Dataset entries
▼

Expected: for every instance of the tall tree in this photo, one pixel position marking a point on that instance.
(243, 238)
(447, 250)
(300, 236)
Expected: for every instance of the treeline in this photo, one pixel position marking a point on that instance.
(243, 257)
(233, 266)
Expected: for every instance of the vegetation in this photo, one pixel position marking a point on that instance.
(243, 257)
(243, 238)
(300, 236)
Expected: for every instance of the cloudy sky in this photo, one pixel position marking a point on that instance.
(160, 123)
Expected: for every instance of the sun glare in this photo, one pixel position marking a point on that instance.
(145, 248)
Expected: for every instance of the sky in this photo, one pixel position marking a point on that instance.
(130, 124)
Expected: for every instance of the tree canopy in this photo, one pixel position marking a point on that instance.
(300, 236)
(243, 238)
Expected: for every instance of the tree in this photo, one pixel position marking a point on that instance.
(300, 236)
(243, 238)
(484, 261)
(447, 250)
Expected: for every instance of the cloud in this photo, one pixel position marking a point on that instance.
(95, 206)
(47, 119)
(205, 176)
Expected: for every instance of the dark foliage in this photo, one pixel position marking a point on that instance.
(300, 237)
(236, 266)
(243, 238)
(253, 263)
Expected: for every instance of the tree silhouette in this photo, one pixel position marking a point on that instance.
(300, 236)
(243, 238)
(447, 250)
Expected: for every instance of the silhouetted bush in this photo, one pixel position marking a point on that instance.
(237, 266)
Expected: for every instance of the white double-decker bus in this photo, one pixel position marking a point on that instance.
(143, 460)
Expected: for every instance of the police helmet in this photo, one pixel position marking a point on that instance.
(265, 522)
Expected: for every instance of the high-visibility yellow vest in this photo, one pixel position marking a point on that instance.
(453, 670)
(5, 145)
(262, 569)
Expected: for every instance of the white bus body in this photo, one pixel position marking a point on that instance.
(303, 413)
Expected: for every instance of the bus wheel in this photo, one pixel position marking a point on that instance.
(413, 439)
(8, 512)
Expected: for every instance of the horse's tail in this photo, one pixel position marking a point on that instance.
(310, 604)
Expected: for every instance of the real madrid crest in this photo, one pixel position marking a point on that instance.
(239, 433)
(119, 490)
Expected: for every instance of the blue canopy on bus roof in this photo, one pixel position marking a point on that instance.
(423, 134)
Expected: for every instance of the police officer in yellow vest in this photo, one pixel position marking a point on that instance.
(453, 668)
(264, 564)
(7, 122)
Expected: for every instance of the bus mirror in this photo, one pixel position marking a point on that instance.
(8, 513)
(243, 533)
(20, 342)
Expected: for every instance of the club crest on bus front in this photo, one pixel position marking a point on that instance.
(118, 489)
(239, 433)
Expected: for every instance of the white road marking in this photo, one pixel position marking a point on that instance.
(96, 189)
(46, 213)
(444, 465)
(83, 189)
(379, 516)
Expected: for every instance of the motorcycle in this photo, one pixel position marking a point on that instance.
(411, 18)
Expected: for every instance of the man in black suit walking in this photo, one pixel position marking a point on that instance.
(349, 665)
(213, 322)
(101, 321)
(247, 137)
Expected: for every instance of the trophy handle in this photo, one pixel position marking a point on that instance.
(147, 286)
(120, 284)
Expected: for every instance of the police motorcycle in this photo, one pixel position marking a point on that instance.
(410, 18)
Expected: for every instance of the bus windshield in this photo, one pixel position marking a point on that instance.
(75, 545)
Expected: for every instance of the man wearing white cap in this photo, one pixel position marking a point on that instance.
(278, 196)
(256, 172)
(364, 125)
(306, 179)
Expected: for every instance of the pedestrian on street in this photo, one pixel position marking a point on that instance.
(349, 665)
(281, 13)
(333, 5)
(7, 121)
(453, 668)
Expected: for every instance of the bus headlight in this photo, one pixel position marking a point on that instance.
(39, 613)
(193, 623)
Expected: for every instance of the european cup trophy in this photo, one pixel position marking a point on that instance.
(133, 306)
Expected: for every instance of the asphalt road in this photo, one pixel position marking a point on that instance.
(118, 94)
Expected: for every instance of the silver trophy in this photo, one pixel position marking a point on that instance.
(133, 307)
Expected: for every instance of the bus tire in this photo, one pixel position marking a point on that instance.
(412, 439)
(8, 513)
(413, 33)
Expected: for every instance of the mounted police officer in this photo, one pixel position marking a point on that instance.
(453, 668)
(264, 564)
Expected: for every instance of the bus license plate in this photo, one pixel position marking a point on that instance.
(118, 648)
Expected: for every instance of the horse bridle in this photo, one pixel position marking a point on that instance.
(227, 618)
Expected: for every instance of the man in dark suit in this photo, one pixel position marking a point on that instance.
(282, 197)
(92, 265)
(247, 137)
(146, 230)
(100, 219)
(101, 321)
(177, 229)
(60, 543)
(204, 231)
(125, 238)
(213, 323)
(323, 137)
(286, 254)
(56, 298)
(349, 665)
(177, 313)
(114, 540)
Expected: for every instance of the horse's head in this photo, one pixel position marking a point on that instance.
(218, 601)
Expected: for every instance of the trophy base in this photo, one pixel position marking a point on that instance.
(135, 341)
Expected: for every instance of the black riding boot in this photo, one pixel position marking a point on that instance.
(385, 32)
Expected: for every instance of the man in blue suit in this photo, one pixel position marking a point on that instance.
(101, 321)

▲

Could you output every entry above exactly as it stands?

▶ [EXERCISE RESULT]
Expected: for every instance of the tall tree in this photo, one pixel position marking a point on that instance.
(243, 238)
(447, 250)
(300, 236)
Expected: for every instance of the treeline in this photo, one pixel position marking a point on that instance.
(243, 257)
(233, 266)
Expected: for every instance of the vegetation in this photo, one pixel position marking a point on that instance.
(243, 257)
(243, 238)
(300, 236)
Expected: for every instance of the cloudy sky in this photo, one pixel position marking a point on that instance.
(160, 123)
Expected: for every instance of the sun glare in this photo, one pixel position marking a point on that instance.
(145, 248)
Expected: for every instance of the sky in this photo, one pixel position marking a point on that instance.
(130, 124)
Expected: for every instance of the tree canopy in this photo, one pixel position marking a point on that instance.
(300, 236)
(243, 238)
Expected: for every instance of the tree in this photo, one pixel position marking a point on that instance.
(300, 236)
(243, 238)
(484, 261)
(447, 250)
Expected: for every instance of the cloud in this photo, one pixel position marking a point on that instance.
(95, 206)
(47, 119)
(205, 176)
Expected: for every instance of the dark foliage in this photo, one pixel position marking a point on that instance.
(300, 237)
(236, 266)
(243, 238)
(253, 263)
Expected: for every instance of the tree silhouette in this photo, one pixel position marking a point on that instance.
(300, 236)
(243, 238)
(447, 250)
Expected: for every instance of the silhouetted bush in this photo, one pixel position marking a point on that instance.
(237, 266)
Expected: for every instance of the white double-decker bus in this photo, one pixel position marking a point on that instance.
(143, 460)
Expected: for every instance of the police helmet in this photo, one pixel position marking a point on that instance.
(265, 522)
Expected: for every instance of the high-visibility yellow vest in this photo, one pixel position marking a point on that instance.
(453, 670)
(5, 145)
(262, 569)
Expected: for every instance of the white bus body in this photo, one pixel position marking a point on that instance.
(303, 413)
Expected: for every instance of the bus wheel in this photo, one pixel position marking a point on that instance.
(413, 439)
(8, 512)
Expected: for every instance of the horse's tail in this photo, one pixel position marking a point on that instance.
(310, 604)
Expected: for every instance of the real madrid crest in this photo, one pixel position marking a point on that instance.
(239, 433)
(119, 490)
Expected: for every instance of the blue canopy on bus roof in this photo, one pixel position marking a point on that instance.
(423, 134)
Expected: for every instance of the police officer in yellow vest in this photo, one pixel position marking a point on that instance.
(453, 668)
(264, 564)
(7, 122)
Expected: for every instance of the bus mirror in this photo, one pixel position marking a point on that instance.
(8, 513)
(243, 533)
(20, 342)
Expected: for every instance of the club crest on bus front in this photo, one pixel position marking a point on that instance.
(118, 489)
(239, 433)
Expected: for every instance of the white road marking in this photo, one pixel position marking a point on that instance.
(96, 189)
(46, 213)
(444, 465)
(83, 189)
(379, 516)
Expected: for every instance of the motorcycle in this photo, one pixel position marking a point on that instance.
(411, 18)
Expected: for every instance of the man in black suit walking in this photo, one pixel position marking a point on that instance.
(349, 665)
(213, 322)
(101, 321)
(247, 137)
Expected: for every instance of the trophy handle in this photo, one pixel position marking a point on that instance.
(147, 286)
(120, 284)
Expected: for every instance of the police motorcycle in this photo, one pixel position marking a point on that instance.
(410, 18)
Expected: for every instance of the bus windshield in this photo, one pixel position marking a point on that instance.
(75, 545)
Expected: for every instance of the man wearing white cap in this photo, one pixel position marking a point on that instance.
(278, 196)
(256, 172)
(364, 125)
(306, 179)
Expected: for every instance of the pedestrian on street in this photo, one pixel position marking a point on that instance.
(349, 665)
(281, 13)
(333, 5)
(7, 121)
(453, 668)
Expected: for every instance of the bus headlight in this photo, one pixel position marking a point on that instance.
(39, 613)
(193, 623)
Expected: for every instance of the european cup trophy in this photo, one pixel position marking a point on that instance.
(133, 306)
Expected: for every instance of the asphalt road in this photo, one pixel position marking a point on that instance.
(118, 94)
Expected: for every instance of the silver trophy in this photo, one pixel position marking a point on that instance.
(133, 307)
Expected: for every instance of the bus tire in this photo, one pixel position marking a point on that instance.
(412, 439)
(8, 513)
(413, 33)
Expected: for every instance of the mounted police officer in this photo, one pixel position marking a point on that instance.
(453, 668)
(264, 564)
Expected: for every instance of the bus license plate in this photo, one pixel position marking a point on that instance.
(118, 648)
Expected: for every instance of the horse bridle in this photo, one pixel position marking a point on that instance.
(227, 618)
Expected: for every instance of the man in dark suit in this photo, one pixel position marking a point on that instance.
(282, 197)
(92, 265)
(247, 137)
(146, 230)
(100, 219)
(101, 321)
(177, 229)
(60, 543)
(204, 231)
(125, 238)
(213, 323)
(323, 137)
(286, 254)
(56, 298)
(349, 665)
(177, 313)
(114, 540)
Expected: for every instance of the horse's head in this photo, one pixel position marking a point on that instance.
(218, 601)
Expected: for every instance of the trophy base in this photo, one pixel position marking a point on that instance.
(135, 341)
Expected: for every instance of the black riding boot in this photo, one pixel position marking a point on that instance.
(385, 32)
Expected: for every instance of the man in blue suit in this photo, one pixel position marking a point on that instance.
(101, 321)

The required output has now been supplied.